EXERCISES TO COMPLETE:
(a) In the sermon excerpt, what does the speaker say God called him to be instead of a crusade leader?
(b) Write a continuation of the sermon excerpt that picks up right after its final sentence.

DOCUMENT SEGMENT:
BEGIN
You have another poignant illustration of that in the [twelfth] chapter of 2 Corinthians, when the apostle Paul comes before the Lord and pleads concerning his thorn in the flesh, “O Lord, that it might be taken away. Remove it, Lord” [2 Corinthians 12:7-8]. The Bible doesn’t say what that thorn in the flesh was. It’s by inspiration that it’s not written, because it could be anything, anything that you and I suffer in human life, a thorn in the flesh. And the apostle Paul pled with God, “O Lord, take it away. Remove this thorn in the flesh.” And God said no. God said, “No, My grace is sufficient for thee. You are to bear it. You are to carry it. You are to suffer it.” God said no [2 Corinthians 12:9]. And the apostle Paul humbly wrote, “Therefore I take pleasure in infirmities, and in weaknesses, and in hurts and sorrows; for when I am weak, then am I strong” [2 Corinthians 12:10].
Sometimes God says no, and here again I can stand here for the day—things in which I have asked God, and God says no. I’ll choose one, just one. Fifteen years ago, something like that, there was an era in the life of the churches when crusades were very effective and very popular; go out to a stadium, go out to a ballpark, go out to a big coliseum and hold a citywide crusade. All of my life from the days I was a small child, as far back as I can remember, I felt God’s call for me to be a pastor. But about fifteen years ago, time and again and again and again was I pressured to lead crusades. It bothered me, greatly. So, I said, “I will try.” And I went to areas, to cities where I had friends with whom I’d gone to school, and ministers that I’d known all my life, and where I’d held conferences and been in conventions; gave God the best opportunity that I could. And as distinctly as you can hear me now, did God say to me, “No. No. I have set apart, that you can name, these wonderful evangelists who will hold these crusades and do them gloriously.” But God said to me, “No. I called you to be a pastor. And I called you to be pastor of that church in Dallas.” And I glory in it. I’d rather be pastor of this church than to be the king of England or the prime minister of the British Empire or the president of the United States. I don’t exaggerate it when I say to you if I were to step down from this church to be president of the United States, I would feel that I was lowering my ministry before God. Sometimes God says, “No. No. No!”
END
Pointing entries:
BEGIN
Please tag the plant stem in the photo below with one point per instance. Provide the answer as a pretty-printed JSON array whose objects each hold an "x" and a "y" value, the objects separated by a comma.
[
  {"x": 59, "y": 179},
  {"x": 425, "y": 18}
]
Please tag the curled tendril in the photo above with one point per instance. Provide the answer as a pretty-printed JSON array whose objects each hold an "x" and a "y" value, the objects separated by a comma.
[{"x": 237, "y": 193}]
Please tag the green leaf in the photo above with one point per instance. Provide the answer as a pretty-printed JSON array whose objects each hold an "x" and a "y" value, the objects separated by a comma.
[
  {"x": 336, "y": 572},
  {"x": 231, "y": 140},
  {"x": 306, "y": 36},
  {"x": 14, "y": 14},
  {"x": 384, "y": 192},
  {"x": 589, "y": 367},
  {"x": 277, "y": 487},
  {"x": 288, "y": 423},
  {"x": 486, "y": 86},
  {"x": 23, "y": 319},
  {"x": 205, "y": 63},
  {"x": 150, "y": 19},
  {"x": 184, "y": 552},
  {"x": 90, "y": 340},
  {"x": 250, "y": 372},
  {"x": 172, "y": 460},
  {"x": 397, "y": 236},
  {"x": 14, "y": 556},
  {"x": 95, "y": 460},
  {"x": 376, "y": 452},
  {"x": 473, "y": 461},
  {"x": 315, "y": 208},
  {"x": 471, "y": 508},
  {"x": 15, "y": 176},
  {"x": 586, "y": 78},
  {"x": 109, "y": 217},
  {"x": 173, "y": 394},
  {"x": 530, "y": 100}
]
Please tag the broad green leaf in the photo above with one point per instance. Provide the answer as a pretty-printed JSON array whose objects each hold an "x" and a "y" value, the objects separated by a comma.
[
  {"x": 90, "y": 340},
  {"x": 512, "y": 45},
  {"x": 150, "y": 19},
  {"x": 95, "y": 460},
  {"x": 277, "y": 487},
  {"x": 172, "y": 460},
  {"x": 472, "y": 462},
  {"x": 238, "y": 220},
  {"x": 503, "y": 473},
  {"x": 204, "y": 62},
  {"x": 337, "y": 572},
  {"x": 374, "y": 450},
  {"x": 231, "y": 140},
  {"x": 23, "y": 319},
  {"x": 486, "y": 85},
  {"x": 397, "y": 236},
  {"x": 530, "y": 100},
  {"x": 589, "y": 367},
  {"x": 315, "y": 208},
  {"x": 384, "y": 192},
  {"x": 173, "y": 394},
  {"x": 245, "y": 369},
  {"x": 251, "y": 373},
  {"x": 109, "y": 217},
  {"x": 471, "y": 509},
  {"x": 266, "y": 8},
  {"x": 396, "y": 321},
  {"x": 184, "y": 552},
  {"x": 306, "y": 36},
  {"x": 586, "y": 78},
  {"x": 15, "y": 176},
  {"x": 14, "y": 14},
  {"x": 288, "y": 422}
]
END
EXERCISE RESPONSES:
(a) The pastor of that church in Dallas.

(b)
Then sometimes God says, “Wait, wait, I am not done. Wait.” In Jeremiah chapter 25 [Jeremiah 25:11-12], and chapter 29 [Jeremiah 29:10], Jeremiah is speaking to the captives in slavery in Babylon. And he says to them, “Seventy years and God will visit you.” Wait. “In seventy years God will visit you and bring you back from your captivity.” Wait. Wait. Sometimes God says, “Wait.” In the twelfth chapter, the last chapter of the Book of Daniel, after having been given a word from heaven and a vision from glory [Daniel 12:5-7], Daniel writes, “I heard, but I understood not; then said I, ‘O my Lord, what shall be the end of these things?’” [Daniel 12:8]. How many times are we that way, both in human experience and as we read the infallible Word of God? O God, I see, I hear, I read, but I don’t understand! And God said, “Go thy way, Daniel: for the words are closed up and sealed till the time of the end” [Daniel 12:9]. Now listen, as it closes. “Blessed is he that waiteth. Go thy way till the end; for thou shalt rest.” And he does. “And someday, stand in thy lot at the end of the days [Daniel 12:12-13]. Wait. Wait, Daniel, wait!”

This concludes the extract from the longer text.